Bank Hack – How to steal $25 Billion with a few lines of code

Pierluigi Paganini May 17, 2016

A security expert discovered security flaws that could let anyone to steal as much as $25 Billion from one of the biggest Indian banks.

Prakash explained that the exploitation of the flaw allowed him to steal money from any or all bank customers.

Prakash discovered a problem quite common for mobile application, the lack of enforcing for Certificate Pinning that could expose users to man-in-the-middle attacks by using fraudulently issued certificates. At this point, the attacker is able to eavesdrop the traffic and manipulate it in order to carry out fraudulent activities.

“I tried to install a self-signed certificate, to capture the plain text request/response on Burp, and it worked like a charm. Which means, no certificate pinning. Considering this is a mobile banking application, lack of certificate pinning is an epic failure.” Prakash wrote in a blog post.

The expert also discovered a serious issue in the authentication process that could be exploited by hackers to operate on the behalf of the bank customers (i.e. make money transfer, access account balance).

“So invoking the fund transfer API call directly via CURL, bypassed the receiver/beneficiary account validation. I was able to transfer money to accounts that weren’t on my beneficiary list,” explained Prakash. “It was a matter of 5 lines of code [exploit] to enumerate the bank’s customer records (Current Account Balance, and Deposits).”

(Point annotation data)
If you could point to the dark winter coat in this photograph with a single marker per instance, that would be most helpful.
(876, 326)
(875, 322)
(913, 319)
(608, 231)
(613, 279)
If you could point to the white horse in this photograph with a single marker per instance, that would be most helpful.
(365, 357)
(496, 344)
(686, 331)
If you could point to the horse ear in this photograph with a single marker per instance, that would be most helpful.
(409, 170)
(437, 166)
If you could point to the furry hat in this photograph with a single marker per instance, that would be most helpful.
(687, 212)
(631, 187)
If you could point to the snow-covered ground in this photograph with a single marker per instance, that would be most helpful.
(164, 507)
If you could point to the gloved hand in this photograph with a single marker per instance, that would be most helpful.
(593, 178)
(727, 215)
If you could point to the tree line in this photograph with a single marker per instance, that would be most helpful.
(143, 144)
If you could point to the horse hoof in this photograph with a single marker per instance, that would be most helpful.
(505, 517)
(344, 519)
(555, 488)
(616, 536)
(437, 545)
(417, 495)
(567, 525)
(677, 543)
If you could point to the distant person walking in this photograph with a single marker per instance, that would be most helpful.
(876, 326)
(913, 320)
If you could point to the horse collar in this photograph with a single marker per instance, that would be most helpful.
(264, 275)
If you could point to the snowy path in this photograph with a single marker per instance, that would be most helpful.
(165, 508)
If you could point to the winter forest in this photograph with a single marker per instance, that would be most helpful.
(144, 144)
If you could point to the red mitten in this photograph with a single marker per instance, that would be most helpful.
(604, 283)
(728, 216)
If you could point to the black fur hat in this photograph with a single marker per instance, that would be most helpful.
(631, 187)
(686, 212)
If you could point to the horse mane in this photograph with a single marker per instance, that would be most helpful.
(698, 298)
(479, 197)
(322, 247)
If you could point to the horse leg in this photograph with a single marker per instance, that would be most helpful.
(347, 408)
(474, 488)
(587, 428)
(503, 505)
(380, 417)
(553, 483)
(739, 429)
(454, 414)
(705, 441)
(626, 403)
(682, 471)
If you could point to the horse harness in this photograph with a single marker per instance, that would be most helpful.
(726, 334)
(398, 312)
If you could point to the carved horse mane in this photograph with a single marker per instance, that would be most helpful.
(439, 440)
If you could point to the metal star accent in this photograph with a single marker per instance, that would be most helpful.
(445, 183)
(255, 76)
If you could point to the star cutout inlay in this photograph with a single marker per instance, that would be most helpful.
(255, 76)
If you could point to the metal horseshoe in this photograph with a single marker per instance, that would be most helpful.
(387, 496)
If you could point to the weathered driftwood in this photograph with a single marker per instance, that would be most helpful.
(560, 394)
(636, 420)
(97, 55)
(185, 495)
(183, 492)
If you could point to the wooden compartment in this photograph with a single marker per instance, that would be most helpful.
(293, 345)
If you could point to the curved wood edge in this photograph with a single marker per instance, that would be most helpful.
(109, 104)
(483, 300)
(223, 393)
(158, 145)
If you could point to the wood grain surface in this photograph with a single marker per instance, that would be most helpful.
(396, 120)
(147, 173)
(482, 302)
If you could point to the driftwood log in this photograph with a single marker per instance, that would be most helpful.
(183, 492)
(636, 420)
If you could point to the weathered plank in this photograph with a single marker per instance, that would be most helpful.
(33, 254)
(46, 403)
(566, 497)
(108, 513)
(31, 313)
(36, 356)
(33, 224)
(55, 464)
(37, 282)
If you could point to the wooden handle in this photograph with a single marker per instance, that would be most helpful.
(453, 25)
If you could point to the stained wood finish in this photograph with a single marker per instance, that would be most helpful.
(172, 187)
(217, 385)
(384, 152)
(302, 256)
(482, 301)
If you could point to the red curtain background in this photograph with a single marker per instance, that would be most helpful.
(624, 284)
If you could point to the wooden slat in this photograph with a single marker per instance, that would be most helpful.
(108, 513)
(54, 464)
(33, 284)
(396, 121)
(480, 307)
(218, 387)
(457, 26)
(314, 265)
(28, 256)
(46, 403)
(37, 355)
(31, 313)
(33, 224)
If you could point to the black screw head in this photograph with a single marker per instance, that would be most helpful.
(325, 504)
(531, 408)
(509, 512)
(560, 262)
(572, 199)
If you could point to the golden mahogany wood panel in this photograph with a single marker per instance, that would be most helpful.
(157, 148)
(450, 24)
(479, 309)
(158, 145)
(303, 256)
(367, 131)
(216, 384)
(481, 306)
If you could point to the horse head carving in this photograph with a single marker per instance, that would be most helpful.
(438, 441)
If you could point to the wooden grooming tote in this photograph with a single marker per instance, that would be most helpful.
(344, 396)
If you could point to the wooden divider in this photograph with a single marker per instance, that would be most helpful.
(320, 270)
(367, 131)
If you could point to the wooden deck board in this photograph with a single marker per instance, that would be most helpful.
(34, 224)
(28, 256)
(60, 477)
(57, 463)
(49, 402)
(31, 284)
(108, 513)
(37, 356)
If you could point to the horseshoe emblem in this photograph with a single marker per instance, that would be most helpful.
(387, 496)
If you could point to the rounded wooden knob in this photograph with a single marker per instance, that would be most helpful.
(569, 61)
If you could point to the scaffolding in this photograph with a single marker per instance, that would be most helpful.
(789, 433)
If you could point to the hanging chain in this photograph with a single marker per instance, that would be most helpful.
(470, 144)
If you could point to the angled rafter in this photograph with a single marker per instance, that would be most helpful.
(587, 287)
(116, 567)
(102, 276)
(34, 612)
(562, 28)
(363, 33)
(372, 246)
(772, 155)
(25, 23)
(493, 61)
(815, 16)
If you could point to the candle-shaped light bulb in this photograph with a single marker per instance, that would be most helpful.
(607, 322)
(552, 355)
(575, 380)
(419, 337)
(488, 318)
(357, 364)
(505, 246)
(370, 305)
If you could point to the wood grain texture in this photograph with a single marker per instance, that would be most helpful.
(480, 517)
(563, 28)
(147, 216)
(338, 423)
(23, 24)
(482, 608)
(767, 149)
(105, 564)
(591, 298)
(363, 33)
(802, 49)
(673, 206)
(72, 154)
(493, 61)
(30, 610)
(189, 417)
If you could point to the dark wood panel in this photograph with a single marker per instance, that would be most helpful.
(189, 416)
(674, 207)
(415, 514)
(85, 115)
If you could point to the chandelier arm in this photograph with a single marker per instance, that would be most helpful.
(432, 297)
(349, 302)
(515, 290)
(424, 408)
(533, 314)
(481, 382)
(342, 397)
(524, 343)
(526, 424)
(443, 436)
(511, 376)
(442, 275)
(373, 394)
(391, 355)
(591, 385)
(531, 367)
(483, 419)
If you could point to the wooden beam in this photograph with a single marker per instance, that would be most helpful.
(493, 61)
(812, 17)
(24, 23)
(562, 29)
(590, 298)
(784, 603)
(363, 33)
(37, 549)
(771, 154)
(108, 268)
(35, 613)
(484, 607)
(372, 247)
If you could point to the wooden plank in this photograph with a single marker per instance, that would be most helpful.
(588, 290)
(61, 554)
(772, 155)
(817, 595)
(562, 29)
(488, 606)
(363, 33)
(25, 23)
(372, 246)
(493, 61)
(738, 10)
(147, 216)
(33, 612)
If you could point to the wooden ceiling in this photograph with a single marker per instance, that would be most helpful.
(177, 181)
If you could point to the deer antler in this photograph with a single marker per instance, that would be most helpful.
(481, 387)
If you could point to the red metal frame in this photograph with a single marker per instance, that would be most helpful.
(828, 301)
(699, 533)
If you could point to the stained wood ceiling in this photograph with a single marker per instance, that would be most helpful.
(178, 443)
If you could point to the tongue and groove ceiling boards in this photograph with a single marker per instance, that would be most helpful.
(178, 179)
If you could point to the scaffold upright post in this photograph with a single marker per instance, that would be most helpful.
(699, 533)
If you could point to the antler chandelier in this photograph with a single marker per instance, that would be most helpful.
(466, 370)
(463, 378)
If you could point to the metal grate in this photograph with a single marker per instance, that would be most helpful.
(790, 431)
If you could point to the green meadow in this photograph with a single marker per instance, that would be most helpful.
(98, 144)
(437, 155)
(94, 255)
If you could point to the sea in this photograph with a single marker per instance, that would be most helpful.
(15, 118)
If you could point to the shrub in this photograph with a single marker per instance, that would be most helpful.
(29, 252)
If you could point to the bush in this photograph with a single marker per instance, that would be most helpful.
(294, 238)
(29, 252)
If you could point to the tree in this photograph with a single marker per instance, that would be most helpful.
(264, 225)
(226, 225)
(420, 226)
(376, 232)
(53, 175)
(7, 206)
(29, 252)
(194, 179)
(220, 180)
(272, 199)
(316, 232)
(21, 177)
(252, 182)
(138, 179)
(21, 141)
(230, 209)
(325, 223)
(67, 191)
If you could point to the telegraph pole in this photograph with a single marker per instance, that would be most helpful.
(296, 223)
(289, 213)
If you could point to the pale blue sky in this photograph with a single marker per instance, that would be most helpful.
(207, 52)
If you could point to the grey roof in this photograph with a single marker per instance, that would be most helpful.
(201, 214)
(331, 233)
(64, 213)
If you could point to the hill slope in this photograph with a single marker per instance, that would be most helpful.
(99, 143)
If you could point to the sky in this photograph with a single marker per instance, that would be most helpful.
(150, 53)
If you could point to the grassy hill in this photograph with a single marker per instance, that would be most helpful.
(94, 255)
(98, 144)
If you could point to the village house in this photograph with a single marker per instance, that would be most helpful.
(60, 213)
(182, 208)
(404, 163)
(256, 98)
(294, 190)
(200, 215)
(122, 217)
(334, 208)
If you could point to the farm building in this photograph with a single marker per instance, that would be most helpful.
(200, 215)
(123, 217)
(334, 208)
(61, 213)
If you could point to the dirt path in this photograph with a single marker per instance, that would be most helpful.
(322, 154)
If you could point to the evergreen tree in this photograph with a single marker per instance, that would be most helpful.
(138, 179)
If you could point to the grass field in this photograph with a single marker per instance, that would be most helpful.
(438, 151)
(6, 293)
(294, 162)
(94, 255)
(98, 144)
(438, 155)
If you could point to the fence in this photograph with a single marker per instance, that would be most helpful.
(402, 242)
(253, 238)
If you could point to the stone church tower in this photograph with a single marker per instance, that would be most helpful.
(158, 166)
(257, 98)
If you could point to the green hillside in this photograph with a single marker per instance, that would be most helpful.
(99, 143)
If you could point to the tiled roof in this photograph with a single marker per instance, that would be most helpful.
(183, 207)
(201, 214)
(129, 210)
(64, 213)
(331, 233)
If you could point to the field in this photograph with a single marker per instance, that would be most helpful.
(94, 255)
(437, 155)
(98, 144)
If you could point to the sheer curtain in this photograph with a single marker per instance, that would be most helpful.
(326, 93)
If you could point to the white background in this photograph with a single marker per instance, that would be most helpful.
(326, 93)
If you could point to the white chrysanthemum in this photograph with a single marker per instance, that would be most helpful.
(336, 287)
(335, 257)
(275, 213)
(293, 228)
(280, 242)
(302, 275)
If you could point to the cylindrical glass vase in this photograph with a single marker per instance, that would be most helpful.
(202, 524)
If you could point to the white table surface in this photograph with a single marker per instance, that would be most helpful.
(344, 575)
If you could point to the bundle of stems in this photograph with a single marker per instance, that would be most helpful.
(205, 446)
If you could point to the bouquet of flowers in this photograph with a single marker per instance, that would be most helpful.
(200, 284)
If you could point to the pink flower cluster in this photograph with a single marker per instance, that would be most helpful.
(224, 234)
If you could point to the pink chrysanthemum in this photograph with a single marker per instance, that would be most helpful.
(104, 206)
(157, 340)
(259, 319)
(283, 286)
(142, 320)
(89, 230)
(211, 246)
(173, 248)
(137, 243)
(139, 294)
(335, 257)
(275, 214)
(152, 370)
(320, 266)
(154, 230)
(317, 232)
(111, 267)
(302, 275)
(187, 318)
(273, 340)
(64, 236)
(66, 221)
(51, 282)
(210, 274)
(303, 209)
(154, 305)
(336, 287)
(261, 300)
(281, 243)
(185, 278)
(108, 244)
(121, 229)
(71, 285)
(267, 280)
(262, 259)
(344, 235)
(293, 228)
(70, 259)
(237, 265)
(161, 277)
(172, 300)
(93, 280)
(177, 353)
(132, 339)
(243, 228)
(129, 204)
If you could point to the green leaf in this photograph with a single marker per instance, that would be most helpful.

#### [Task list]
A – Answer these questions about the bank hack article:
(i) What was the mobile banking application missing that could expose users to man-in-the-middle attacks?
(ii) Which tool did Prakash use to invoke the fund transfer API call directly?
(iii) How many lines of code did Prakash say it took to enumerate the bank's customer records?
B – Please continue the bank hack article from its last paragraph.

#### [Results by task]
A –
(i) Certificate Pinning
(ii) CURL
(iii) 5

B –
The expert demonstrated that it is theoretically possible to steal money from any account of the bank. He initially tested his PoC code to make a transaction with his account, he created a request with his customer ID, and MTPIN, but the using a sender account (6254) did not belong to him.

bank hack

Just 13 line of code to automate the bank hack.

bank hack code

Prakash discovered that the mobile app did not check the customer ID or Transaction Authorisation PIN (MTPIN) that are essential information for operations like fund transfers.

The hacker explained to Motherboard that he successfully tested the issues to transfer money from someone else’s account by using his family bank accounts.

“I tested with a bunch of accounts belonging to my family. Few of those accounts don’t even have net banking or mobile banking activated,” Prakash added. “And it all worked like a charm.”

There is an unfair end to this story, despite Prakash responsibly reported the flaw to the bank, the financial institution did not reward it.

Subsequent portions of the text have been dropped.